Texte
Dans l’atelier, deux élèves masculins travaillent, l’un au fond à droite, l’autre à gauche au premier plan. Une seule femme figure dans la scène et on sait bien qu’à cette époque, on ne mélangeait pas les jeunes gens des deux sexes dans les ateliers.
Il y a donc quelques raisons de penser que cette jeune femme est Marie-Amélie elle-même, qui s’est représentée un pinceau à la main, dans une jolie robe romantique. Tournée vers son frère, elle attend visiblement ses instructions pour intervenir sur sa toile.
On voit ici le
même atelier vu dans l’autre sens, face à la grande verrière qui l’éclaire. Léon
Cogniet est au centre, assis sur un pan incliné, en redingote vert foncé,
pantalon noir et cravate blanche. Ce n’est certainement pas sa tenue de
travail. A droite, on retrouve la Vénus sur son poêle, contre lequel est appuyé
un portrait d’homme. Au fond à gauche se
trouve un second cabinet, pendant de celui du premier tableau et qui sert aussi
à remiser des modèles en plâtre.
Amélie s’est probablement représentée au fond, en train de peindre.
En 1833, Marie-Amélie habite au 28, rue des Vinaigriers. Elle expose au Salon d’Arras : Tambour de la garde nationale parisienne et Tête d’étude, puis montre les mêmes toiles au Salon du Louvre de la même année, ainsi que deux études et quatre tableaux : Un Religieux, Un Physicien, Un Portrait d’homme en pied et une nature morte.
Cette année-là, elle reçoit une médaille de 2de classe au Salon du Louvre.
Ce Religieux, c’est peut-être ce tableau non daté dont le musée d’Orléans m’a très obligeamment transmis une belle photographie. C’est un moine de l’ordre de la « Sainte Trinité pour la rédemption des captifs », un « Trinitaire », reconnaissable à sa croix rouge et bleue. Cet ordre très ancien a été fondé en 1198, à l’origine pour racheter aux Maures leurs captifs chrétiens et qui a été voué, ensuite, au soutien des malades et des prisonniers.

Consigne
Recopiez, dans le texte sur Marie-Amélie, le passage allant de « On voit ici » à « train de peindre. », bornes comprises. La liste ci-dessous n'est d'aucune utilité pour cet exercice.

Matériel
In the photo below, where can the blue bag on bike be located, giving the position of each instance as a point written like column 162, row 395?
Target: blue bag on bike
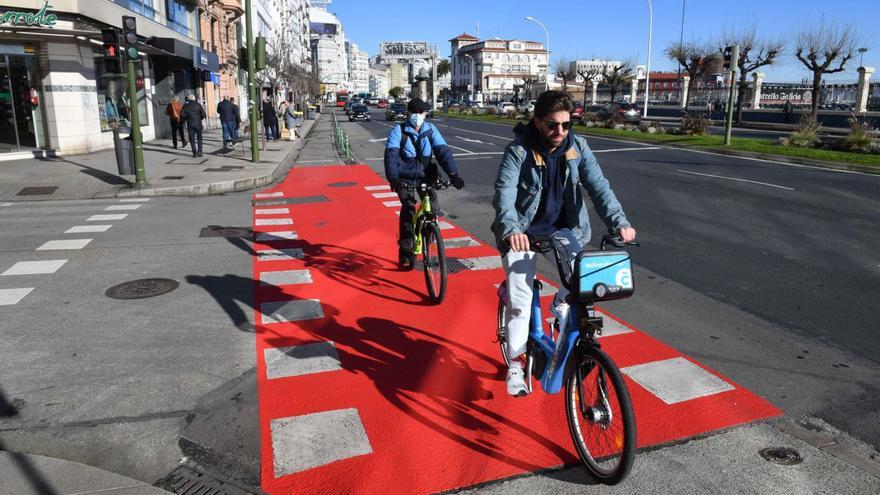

Réponse
On voit ici le
même atelier vu dans l’autre sens, face à la grande verrière qui l’éclaire. Léon
Cogniet est au centre, assis sur un pan incliné, en redingote vert foncé,
pantalon noir et cravate blanche. Ce n’est certainement pas sa tenue de
travail. A droite, on retrouve la Vénus sur son poêle, contre lequel est appuyé
un portrait d’homme. Au fond à gauche se
trouve un second cabinet, pendant de celui du premier tableau et qui sert aussi
à remiser des modèles en plâtre.
Amélie s’est probablement représentée au fond, en train de peindre.